DOCUMENT TEXT
## Begin

# Veritas Plow Plane



## Straightbowed (Feb 9, 2012)

Just a question I just ordered tha plow plane and waiting for it to come in, is there any tips on using this plane such as begining maybe with some touchup honing or of that sort?


> ?


Steve


----------



## Smitty_Cabinetshop (Mar 26, 2011)

I don't have a Veritas plane but have heard countless times, and without exception, that they're ready to go out of the box. Fettling you will have to do (set the fence, depth adjustment, etc.), but that's with any plane. Enjoy it, I'd love to run one through it's paces someday!


----------



## tirebob (Aug 2, 2010)

I have one and it is an exceptional tool. You can use it out of the box but the blades will benefit from a bit of final honing. Practice using it a bit in some scrap to get the feel for it. Avoid taking just one long cut across the entire length of your board for the first few passes. Start near the end and take small strokes working your way back until you are taking full length strokes. That way the groove will guide the plane a little better and you avoid tearout. Also, the post on the depth stop is pretty slick and can move while working. I found mine benefited greatly from a slight roughing with sandpaper. No issues now…

Did you get the T&G conversion kit as well? I have and have played with a bit but have yet to use it in a project. It will have a wee bit more of a learning curve, but those that use it seem to really like it!

## End

TASK OBJECTIVE
Pick up the Veritas plow plane thread above and continue it from its last post.

PROVIDED DATA
## Begin

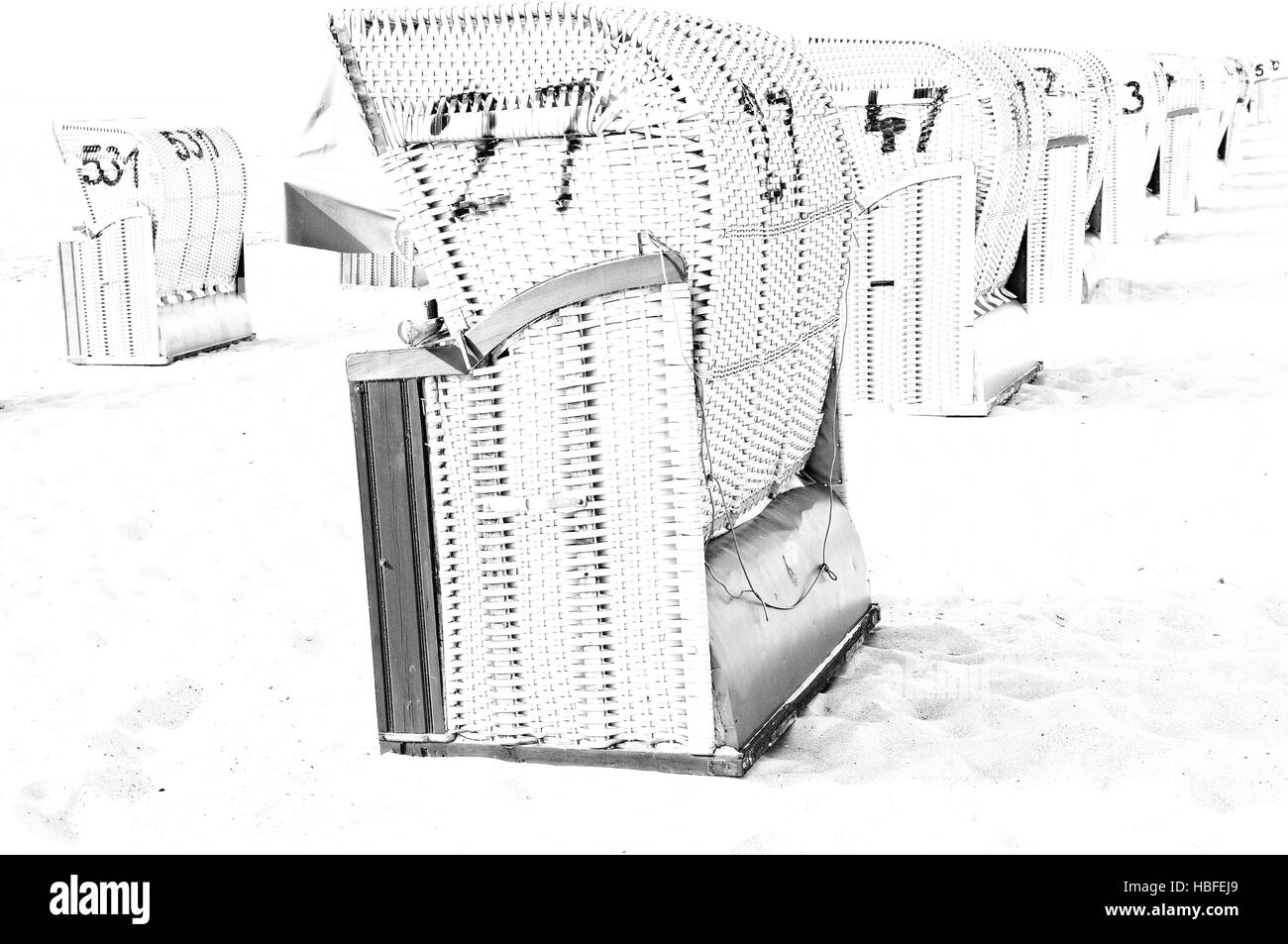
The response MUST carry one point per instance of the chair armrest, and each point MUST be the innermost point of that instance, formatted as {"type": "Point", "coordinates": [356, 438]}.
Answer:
{"type": "Point", "coordinates": [493, 333]}
{"type": "Point", "coordinates": [874, 193]}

## End

ANSWER TO THE PROBLEM
----------



## lysdexic (Mar 21, 2011)

Steve,
I have several Veritas planes and Smitty is right. They are ready to go out of the box. Still, every iron could use a little polish.


----------



## Purrmaster (Sep 1, 2012)

My Veritas jack plane iron did need some honing out of the box. But not much. And the back was flat as a pancake so I never needed to fiddle with that. I'm hoping to get one of their block or shoulder planes soon.


----------



## Straightbowed (Feb 9, 2012)

thank you very much for the info when I get tha plow I will update you guys and see whats goin on.

steve


----------



## racerglen (Oct 15, 2010)

I'm with the rest of the gang, have several of their planes, most got a tryout with
the shipping goop only just wiped off, ready to go as was..but like Scott says a little polish helps even the best.


----------



## Bertha (Jan 10, 2011)

I've got that plow in my cart b/c I've heard so many nice things about it; and I can't find a Record 44. I know Lysdexic uses his a lot and the results are spectacular. I bet all you'll have to do is polish the back. My LN blades often show up with a surprising amount of mill marks.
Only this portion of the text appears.